Quote the lines below exactly, from the one that holds "the man's shoulder" through the final line of the records, and only those.

════════════════════

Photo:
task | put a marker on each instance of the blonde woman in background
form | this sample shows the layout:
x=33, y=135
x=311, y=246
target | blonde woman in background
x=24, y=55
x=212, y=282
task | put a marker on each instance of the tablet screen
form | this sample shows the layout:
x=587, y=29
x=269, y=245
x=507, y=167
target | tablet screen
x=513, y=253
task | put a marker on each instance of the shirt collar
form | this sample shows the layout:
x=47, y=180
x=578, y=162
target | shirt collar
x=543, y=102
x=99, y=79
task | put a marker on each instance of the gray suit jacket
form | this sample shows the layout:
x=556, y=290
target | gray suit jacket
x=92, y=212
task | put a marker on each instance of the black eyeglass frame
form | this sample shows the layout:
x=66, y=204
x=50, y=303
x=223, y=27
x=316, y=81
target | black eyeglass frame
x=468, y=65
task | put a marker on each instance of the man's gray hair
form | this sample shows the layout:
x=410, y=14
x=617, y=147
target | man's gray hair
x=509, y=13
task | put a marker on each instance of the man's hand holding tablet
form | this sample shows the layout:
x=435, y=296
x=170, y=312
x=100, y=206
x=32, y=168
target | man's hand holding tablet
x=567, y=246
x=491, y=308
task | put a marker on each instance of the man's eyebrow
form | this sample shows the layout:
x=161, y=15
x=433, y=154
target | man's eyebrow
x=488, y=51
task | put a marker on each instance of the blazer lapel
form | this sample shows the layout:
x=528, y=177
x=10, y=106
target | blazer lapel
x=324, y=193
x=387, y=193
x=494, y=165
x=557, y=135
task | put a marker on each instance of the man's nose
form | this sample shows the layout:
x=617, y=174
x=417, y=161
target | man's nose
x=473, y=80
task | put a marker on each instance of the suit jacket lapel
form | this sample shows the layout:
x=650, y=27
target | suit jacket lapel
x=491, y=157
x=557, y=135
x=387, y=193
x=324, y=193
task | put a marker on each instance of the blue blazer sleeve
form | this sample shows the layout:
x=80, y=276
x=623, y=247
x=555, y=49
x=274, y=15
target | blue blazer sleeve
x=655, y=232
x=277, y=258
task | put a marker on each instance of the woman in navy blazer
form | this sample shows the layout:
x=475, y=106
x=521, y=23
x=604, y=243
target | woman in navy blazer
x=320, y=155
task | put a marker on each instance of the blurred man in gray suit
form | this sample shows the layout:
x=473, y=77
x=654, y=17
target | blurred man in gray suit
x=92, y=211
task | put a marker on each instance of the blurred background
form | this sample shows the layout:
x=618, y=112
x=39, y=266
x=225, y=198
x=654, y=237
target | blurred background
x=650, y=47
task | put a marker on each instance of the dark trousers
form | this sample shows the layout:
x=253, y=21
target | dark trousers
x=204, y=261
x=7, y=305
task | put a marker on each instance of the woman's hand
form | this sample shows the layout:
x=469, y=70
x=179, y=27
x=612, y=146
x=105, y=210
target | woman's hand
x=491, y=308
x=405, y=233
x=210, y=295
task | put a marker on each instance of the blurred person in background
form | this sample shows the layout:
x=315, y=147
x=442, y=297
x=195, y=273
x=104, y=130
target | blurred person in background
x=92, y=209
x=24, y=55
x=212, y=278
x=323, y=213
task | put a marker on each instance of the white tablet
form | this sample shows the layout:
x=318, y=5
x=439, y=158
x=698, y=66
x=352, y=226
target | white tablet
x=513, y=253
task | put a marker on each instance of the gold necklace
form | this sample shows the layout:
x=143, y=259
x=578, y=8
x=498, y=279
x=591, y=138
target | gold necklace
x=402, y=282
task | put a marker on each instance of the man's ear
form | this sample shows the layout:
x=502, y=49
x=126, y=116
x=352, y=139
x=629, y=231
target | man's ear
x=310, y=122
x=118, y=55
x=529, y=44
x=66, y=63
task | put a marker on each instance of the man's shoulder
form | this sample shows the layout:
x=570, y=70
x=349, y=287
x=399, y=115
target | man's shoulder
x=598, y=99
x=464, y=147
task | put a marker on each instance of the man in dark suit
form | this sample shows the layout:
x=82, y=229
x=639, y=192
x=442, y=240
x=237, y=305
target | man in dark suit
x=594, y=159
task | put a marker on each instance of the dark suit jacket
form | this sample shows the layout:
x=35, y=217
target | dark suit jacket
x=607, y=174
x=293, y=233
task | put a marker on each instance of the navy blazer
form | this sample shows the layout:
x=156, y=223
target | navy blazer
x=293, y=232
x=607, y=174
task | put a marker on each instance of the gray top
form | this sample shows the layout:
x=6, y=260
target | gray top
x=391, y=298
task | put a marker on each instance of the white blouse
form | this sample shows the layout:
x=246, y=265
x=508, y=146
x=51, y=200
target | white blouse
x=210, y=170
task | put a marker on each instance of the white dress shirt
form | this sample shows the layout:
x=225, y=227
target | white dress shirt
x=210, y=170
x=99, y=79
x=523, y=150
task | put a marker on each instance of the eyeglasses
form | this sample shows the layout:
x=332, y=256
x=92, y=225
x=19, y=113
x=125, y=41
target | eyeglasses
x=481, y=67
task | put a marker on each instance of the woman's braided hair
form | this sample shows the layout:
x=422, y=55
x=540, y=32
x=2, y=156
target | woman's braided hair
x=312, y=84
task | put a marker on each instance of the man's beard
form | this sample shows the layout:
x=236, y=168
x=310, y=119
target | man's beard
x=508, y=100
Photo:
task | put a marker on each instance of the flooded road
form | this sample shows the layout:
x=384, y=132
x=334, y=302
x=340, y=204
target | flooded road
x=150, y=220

════════════════════

§ Written answer:
task | put a marker on each instance of the man's shoulder
form | this sample shows the layout:
x=570, y=70
x=349, y=287
x=399, y=115
target | man's shoulder
x=598, y=99
x=464, y=147
task | put a marker on each instance of the man in dark suit
form | this sample shows the layout:
x=82, y=229
x=639, y=192
x=442, y=240
x=237, y=305
target | man in dark suit
x=594, y=159
task | put a marker on each instance of the dark suit jacket
form | this sample shows the layout:
x=35, y=217
target | dark suit jacket
x=607, y=174
x=293, y=233
task | put a marker on each instance of the navy blazer
form | this sample shows the layout:
x=156, y=223
target | navy blazer
x=293, y=232
x=607, y=174
task | put a marker on each instance of the gray top
form | this sample shows the layout:
x=6, y=260
target | gray top
x=391, y=298
task | put a marker on each instance of the white blouse
form | this sample shows the layout:
x=246, y=265
x=508, y=146
x=51, y=200
target | white blouse
x=210, y=170
task | put a marker on each instance of the white dress shirt
form | this sample shows the layout:
x=225, y=227
target | white dress shirt
x=210, y=170
x=99, y=79
x=523, y=150
task | put a marker on each instance of the eyeglasses
form | this sample shows the layout:
x=332, y=256
x=92, y=225
x=19, y=113
x=125, y=41
target | eyeglasses
x=481, y=67
task | put a marker on each instance of the woman's braided hair
form | this sample shows the layout:
x=422, y=55
x=540, y=32
x=2, y=156
target | woman's braided hair
x=312, y=84
task | put a marker on each instance of the man's beard
form | this sample shows the layout:
x=236, y=168
x=310, y=119
target | man's beard
x=508, y=100
Photo:
task | put a marker on each instance of the flooded road
form | this sample shows the layout:
x=384, y=132
x=334, y=302
x=340, y=204
target | flooded road
x=150, y=220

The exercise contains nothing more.